# SOURCE TEXT:
○ ○ ○ ○ ○ ○ ○

In the user_nl_datm_streamfile file I see: CPLHISTForcing.State1hr:datavars=a2x1h_Sa_u Sa_u, a2x1h_Sa_v Sa_v but in a similar file it was CPLHISTForcing.State1hr:datavars=a2x1h_Sa_u u, a2x1h_Sa_v v I don't know whether those are equivalent.

I also haven't tested them. I'm hoping that it will be simple for someone who runs a surface model to try this in CESM3. It wouldn't require any assimilation.

We will probably want to add files and documentation to describe how to use the old forcing files.

May 27 '25 19:05 kdraeder

I've attached a screen shot of lists of variables from one type of forcing file from CESM2.1 and CESM3, with key differences highlighted. There are 4 more types of forcing files, which may have more or fewer differences.

Note that the default CAM in CESM3 is the spectral element version, so the "grid" dimensions are very different.

○ ○ ○ ○ ○ ○ ○

# RECORDS PROVIDED:
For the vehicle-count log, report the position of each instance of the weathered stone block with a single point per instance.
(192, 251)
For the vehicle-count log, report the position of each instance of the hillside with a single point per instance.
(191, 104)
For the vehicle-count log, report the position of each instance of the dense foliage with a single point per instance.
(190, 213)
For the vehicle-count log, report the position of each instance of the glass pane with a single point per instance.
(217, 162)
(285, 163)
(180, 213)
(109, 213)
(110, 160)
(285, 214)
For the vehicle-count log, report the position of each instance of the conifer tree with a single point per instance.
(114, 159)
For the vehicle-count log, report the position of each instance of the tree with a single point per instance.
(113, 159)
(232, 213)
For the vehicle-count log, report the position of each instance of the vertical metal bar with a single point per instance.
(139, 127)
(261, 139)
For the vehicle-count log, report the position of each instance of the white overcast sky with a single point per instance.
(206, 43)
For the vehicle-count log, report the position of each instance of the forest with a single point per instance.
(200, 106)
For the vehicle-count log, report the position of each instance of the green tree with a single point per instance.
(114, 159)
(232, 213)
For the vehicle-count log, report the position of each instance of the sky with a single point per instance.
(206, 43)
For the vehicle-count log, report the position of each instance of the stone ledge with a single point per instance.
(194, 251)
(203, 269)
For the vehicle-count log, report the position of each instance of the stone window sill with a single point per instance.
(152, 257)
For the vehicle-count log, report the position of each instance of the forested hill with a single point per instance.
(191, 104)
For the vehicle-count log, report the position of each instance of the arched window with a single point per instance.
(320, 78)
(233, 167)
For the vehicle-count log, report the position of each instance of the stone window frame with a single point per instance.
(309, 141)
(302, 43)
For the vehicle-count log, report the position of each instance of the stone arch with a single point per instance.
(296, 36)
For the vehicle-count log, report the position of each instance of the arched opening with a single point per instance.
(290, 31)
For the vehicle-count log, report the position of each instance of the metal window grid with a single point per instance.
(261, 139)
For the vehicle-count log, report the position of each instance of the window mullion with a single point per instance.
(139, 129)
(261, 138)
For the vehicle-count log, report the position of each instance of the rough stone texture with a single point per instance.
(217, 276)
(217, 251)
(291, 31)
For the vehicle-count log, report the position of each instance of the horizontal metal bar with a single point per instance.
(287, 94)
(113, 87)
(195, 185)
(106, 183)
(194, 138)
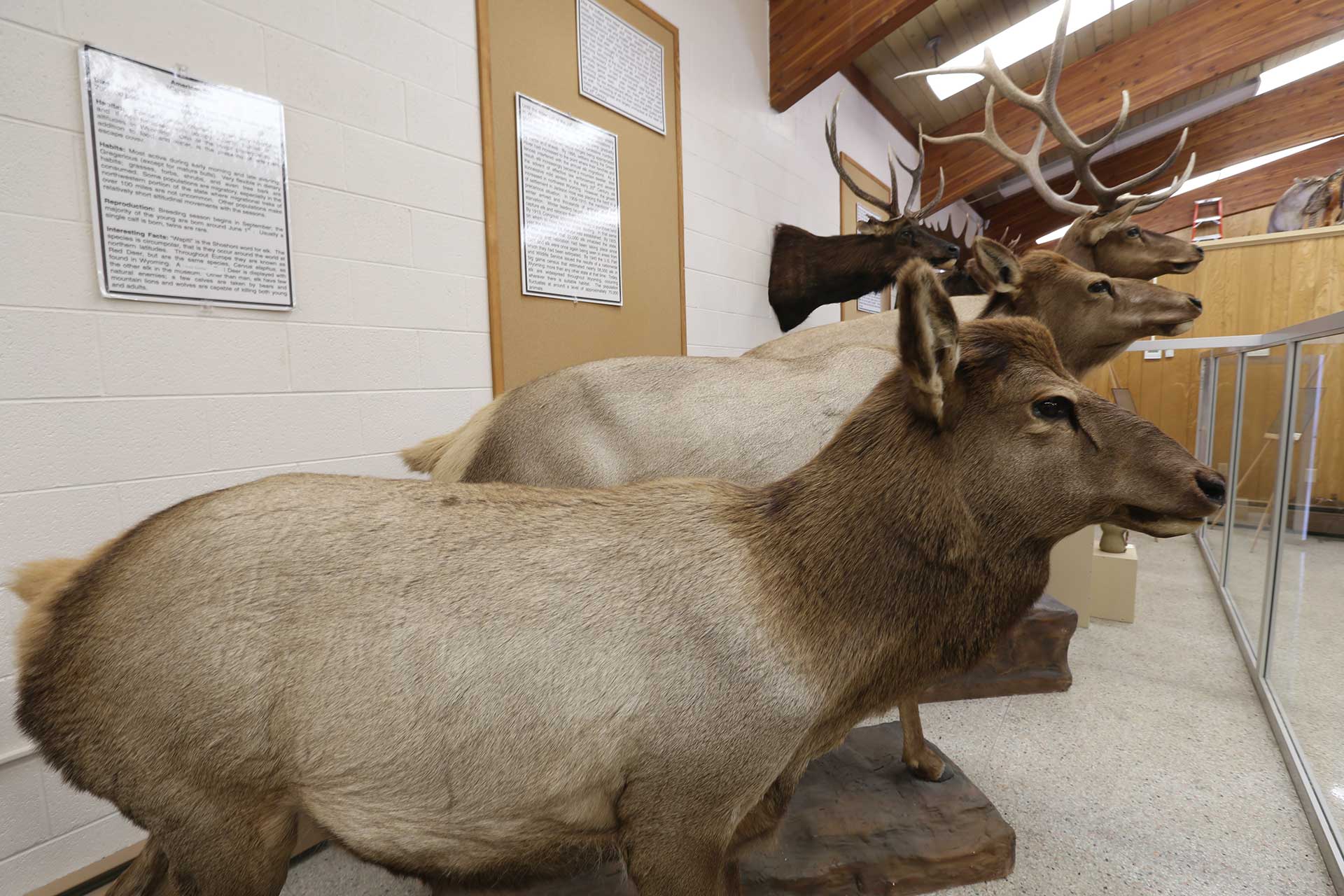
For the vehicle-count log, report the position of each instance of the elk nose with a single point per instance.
(1212, 485)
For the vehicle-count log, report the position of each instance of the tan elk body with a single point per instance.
(479, 681)
(752, 419)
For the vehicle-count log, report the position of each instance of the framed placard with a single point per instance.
(528, 48)
(620, 67)
(569, 206)
(188, 187)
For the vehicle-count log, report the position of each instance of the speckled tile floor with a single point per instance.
(1156, 774)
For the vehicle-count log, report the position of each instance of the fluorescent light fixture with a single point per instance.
(1231, 171)
(1310, 65)
(1053, 235)
(1222, 174)
(1018, 42)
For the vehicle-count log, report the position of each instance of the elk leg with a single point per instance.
(923, 762)
(220, 852)
(732, 878)
(664, 862)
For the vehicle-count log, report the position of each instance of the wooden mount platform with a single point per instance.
(1032, 657)
(859, 822)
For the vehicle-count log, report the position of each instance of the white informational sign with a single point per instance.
(188, 188)
(569, 206)
(873, 301)
(620, 66)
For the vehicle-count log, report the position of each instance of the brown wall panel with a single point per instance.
(531, 48)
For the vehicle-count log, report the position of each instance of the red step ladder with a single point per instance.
(1202, 220)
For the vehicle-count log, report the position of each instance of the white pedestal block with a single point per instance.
(1114, 583)
(1072, 573)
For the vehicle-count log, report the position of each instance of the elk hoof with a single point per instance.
(934, 771)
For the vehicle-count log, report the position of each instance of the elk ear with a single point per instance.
(926, 335)
(1096, 226)
(996, 267)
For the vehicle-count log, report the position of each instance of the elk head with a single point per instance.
(1037, 451)
(901, 234)
(1093, 316)
(1101, 237)
(808, 272)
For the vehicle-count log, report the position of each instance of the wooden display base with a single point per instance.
(1032, 657)
(858, 824)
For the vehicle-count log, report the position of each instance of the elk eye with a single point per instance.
(1053, 409)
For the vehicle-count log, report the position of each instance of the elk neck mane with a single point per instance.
(854, 612)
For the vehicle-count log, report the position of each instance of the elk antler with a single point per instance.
(1081, 152)
(1009, 244)
(917, 172)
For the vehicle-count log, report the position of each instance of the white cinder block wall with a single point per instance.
(112, 410)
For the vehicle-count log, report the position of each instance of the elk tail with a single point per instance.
(38, 584)
(447, 457)
(146, 874)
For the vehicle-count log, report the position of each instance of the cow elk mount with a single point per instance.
(1092, 316)
(808, 272)
(738, 637)
(750, 419)
(1310, 202)
(1101, 237)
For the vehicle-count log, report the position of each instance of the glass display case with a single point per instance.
(1272, 419)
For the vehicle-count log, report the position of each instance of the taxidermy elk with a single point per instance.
(1310, 202)
(808, 272)
(486, 681)
(753, 419)
(1092, 316)
(1101, 237)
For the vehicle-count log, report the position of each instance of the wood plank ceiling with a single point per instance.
(964, 23)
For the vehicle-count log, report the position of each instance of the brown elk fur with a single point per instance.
(480, 680)
(1091, 328)
(808, 272)
(1108, 242)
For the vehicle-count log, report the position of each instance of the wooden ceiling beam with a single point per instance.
(1294, 115)
(1247, 191)
(815, 39)
(1199, 45)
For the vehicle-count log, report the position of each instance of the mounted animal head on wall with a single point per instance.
(1101, 237)
(902, 227)
(808, 272)
(1310, 202)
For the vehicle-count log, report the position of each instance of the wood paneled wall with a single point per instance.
(1247, 286)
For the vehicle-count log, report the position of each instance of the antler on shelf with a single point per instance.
(1044, 106)
(892, 206)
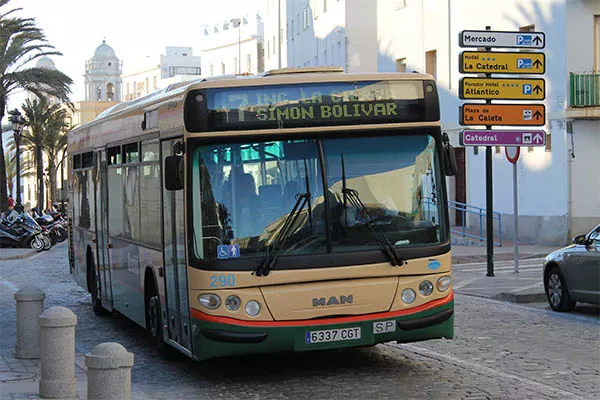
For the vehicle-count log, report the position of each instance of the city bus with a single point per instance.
(295, 210)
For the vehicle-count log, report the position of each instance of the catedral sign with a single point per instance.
(501, 62)
(502, 88)
(502, 138)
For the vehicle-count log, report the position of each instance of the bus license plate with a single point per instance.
(332, 335)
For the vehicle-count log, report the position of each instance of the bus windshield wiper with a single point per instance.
(351, 196)
(282, 235)
(388, 248)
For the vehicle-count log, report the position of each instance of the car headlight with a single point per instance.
(443, 283)
(252, 308)
(232, 303)
(426, 288)
(210, 300)
(408, 296)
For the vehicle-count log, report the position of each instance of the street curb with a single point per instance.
(520, 298)
(19, 256)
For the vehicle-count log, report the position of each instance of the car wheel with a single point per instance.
(556, 291)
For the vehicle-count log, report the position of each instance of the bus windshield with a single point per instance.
(356, 188)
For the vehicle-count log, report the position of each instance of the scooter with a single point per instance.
(23, 231)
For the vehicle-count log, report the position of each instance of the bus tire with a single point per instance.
(94, 287)
(154, 322)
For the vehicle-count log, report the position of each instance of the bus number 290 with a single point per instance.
(222, 280)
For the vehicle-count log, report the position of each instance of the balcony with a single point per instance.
(584, 95)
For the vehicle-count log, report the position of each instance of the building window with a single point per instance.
(431, 63)
(401, 65)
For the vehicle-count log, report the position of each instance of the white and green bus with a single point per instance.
(301, 209)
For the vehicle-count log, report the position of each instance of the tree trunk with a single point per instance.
(3, 186)
(52, 170)
(40, 177)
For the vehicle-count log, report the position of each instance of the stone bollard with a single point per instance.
(109, 372)
(58, 353)
(30, 304)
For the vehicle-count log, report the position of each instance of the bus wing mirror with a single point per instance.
(174, 172)
(448, 156)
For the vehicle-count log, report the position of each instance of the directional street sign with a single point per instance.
(502, 138)
(502, 88)
(501, 62)
(503, 114)
(513, 40)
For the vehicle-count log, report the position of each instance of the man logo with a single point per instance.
(323, 301)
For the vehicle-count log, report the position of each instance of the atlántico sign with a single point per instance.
(502, 138)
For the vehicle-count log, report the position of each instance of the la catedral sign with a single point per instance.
(502, 88)
(502, 62)
(509, 39)
(503, 114)
(489, 137)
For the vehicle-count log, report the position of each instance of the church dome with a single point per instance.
(104, 52)
(45, 62)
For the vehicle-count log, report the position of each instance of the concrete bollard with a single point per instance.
(30, 304)
(58, 353)
(109, 372)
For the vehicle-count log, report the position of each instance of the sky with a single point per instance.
(135, 29)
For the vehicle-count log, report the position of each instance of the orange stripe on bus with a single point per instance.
(326, 321)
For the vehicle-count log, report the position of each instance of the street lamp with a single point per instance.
(238, 22)
(18, 123)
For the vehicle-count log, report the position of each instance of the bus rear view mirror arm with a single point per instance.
(174, 172)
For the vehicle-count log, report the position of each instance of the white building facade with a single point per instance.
(178, 64)
(308, 33)
(558, 186)
(233, 47)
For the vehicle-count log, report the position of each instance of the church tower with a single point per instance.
(103, 75)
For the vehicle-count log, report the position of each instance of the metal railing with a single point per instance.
(477, 229)
(584, 89)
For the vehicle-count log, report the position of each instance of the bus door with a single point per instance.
(102, 230)
(175, 271)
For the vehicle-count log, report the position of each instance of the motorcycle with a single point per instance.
(22, 232)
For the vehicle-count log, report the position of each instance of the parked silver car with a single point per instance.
(572, 274)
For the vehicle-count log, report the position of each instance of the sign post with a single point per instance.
(487, 114)
(512, 154)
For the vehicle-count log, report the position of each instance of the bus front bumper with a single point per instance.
(217, 339)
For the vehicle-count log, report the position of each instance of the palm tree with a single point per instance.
(55, 142)
(20, 43)
(39, 115)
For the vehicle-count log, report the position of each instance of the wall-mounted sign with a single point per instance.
(503, 114)
(531, 40)
(502, 62)
(502, 138)
(502, 88)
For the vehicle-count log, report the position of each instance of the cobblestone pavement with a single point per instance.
(500, 351)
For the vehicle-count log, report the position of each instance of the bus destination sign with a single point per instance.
(307, 105)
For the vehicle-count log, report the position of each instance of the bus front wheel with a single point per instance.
(154, 323)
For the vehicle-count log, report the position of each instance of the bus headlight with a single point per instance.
(443, 283)
(210, 301)
(232, 303)
(426, 288)
(408, 296)
(252, 308)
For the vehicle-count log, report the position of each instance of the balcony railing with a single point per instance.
(584, 89)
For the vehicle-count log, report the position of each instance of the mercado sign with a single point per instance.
(532, 40)
(503, 114)
(502, 138)
(502, 88)
(501, 62)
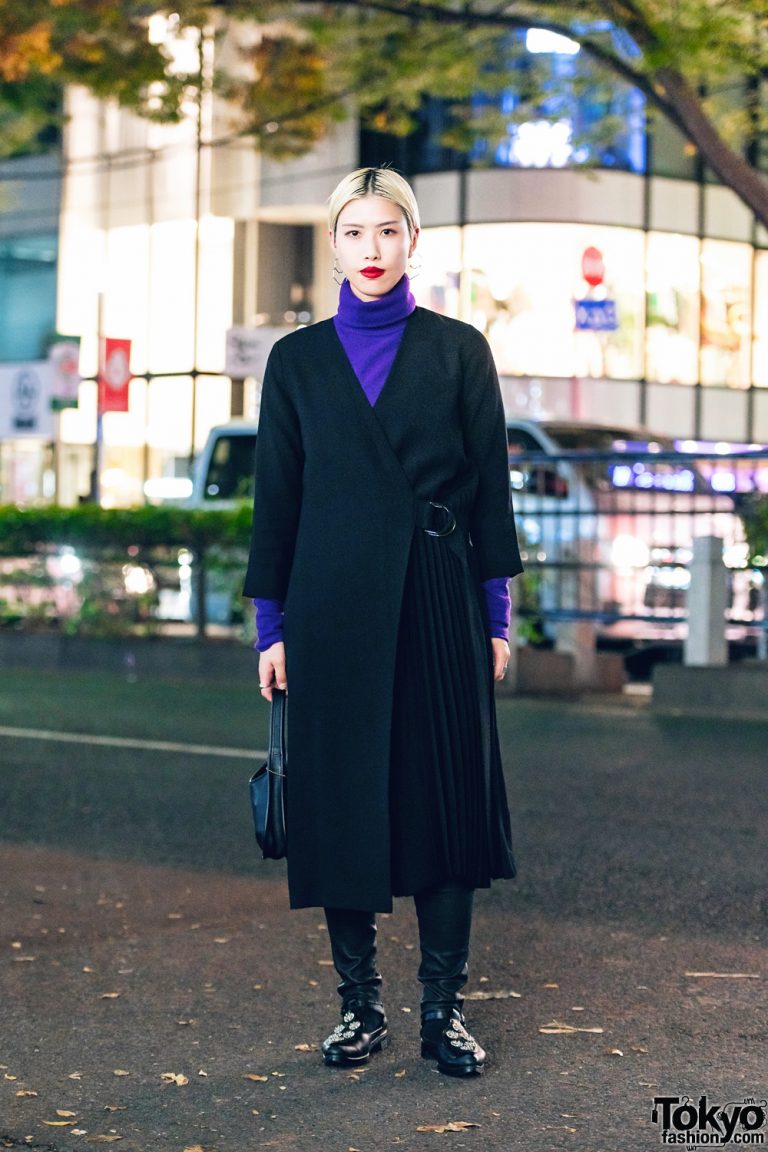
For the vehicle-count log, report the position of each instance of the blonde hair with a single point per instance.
(374, 182)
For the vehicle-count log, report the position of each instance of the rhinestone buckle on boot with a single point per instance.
(459, 1038)
(346, 1030)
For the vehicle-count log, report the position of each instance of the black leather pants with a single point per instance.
(445, 918)
(354, 949)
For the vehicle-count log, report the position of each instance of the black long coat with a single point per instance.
(340, 489)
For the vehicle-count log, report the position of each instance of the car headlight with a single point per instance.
(628, 552)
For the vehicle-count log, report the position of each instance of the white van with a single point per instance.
(223, 471)
(606, 515)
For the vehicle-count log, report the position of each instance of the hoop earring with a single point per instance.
(413, 267)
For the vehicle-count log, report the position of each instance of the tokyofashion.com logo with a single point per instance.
(699, 1123)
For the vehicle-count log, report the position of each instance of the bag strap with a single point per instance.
(276, 759)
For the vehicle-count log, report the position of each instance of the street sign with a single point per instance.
(246, 350)
(114, 376)
(593, 266)
(595, 316)
(25, 401)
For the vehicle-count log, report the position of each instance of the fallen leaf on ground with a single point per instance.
(175, 1078)
(725, 976)
(556, 1028)
(454, 1126)
(502, 994)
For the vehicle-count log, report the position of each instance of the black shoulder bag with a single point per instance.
(268, 786)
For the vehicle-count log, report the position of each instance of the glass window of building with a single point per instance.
(673, 309)
(557, 300)
(28, 295)
(760, 327)
(725, 313)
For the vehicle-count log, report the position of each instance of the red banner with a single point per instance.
(114, 376)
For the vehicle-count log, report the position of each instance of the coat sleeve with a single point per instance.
(278, 490)
(492, 520)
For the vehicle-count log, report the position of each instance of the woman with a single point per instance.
(382, 544)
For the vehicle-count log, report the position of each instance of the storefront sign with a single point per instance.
(25, 401)
(595, 316)
(114, 377)
(63, 357)
(248, 349)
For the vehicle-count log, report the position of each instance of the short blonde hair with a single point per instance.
(374, 182)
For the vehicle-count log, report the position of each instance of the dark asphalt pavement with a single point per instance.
(157, 994)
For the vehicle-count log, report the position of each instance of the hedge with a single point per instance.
(24, 531)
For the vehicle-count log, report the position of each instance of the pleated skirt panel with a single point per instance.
(449, 816)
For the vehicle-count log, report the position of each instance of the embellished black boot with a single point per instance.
(446, 1039)
(362, 1031)
(363, 1027)
(445, 917)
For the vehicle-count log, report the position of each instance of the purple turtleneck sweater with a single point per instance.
(370, 333)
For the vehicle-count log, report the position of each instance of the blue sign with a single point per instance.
(595, 316)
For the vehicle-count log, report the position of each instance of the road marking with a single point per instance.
(147, 745)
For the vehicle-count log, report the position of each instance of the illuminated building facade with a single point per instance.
(635, 293)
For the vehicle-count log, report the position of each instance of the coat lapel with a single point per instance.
(360, 411)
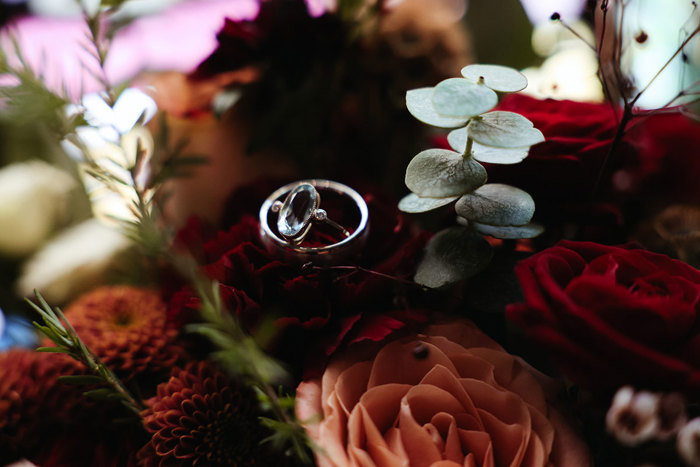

○ ○ ○ ○ ○ ○ ○

# REQUIRED ACTIONS:
[1] In the CESM forcing thread, what is the default CAM in CESM3?
[2] Output the passage of the CESM forcing thread from "In the user_nl_datm_streamfile" up to and including "or fewer differences.".

# OUTPUTS BY TASK:
[1] The spectral element version.

[2]
In the user_nl_datm_streamfile file I see: CPLHISTForcing.State1hr:datavars=a2x1h_Sa_u Sa_u, a2x1h_Sa_v Sa_v but in a similar file it was CPLHISTForcing.State1hr:datavars=a2x1h_Sa_u u, a2x1h_Sa_v v I don't know whether those are equivalent.

I also haven't tested them. I'm hoping that it will be simple for someone who runs a surface model to try this in CESM3. It wouldn't require any assimilation.

We will probably want to add files and documentation to describe how to use the old forcing files.

May 27 '25 19:05 kdraeder

I've attached a screen shot of lists of variables from one type of forcing file from CESM2.1 and CESM3, with key differences highlighted. There are 4 more types of forcing files, which may have more or fewer differences.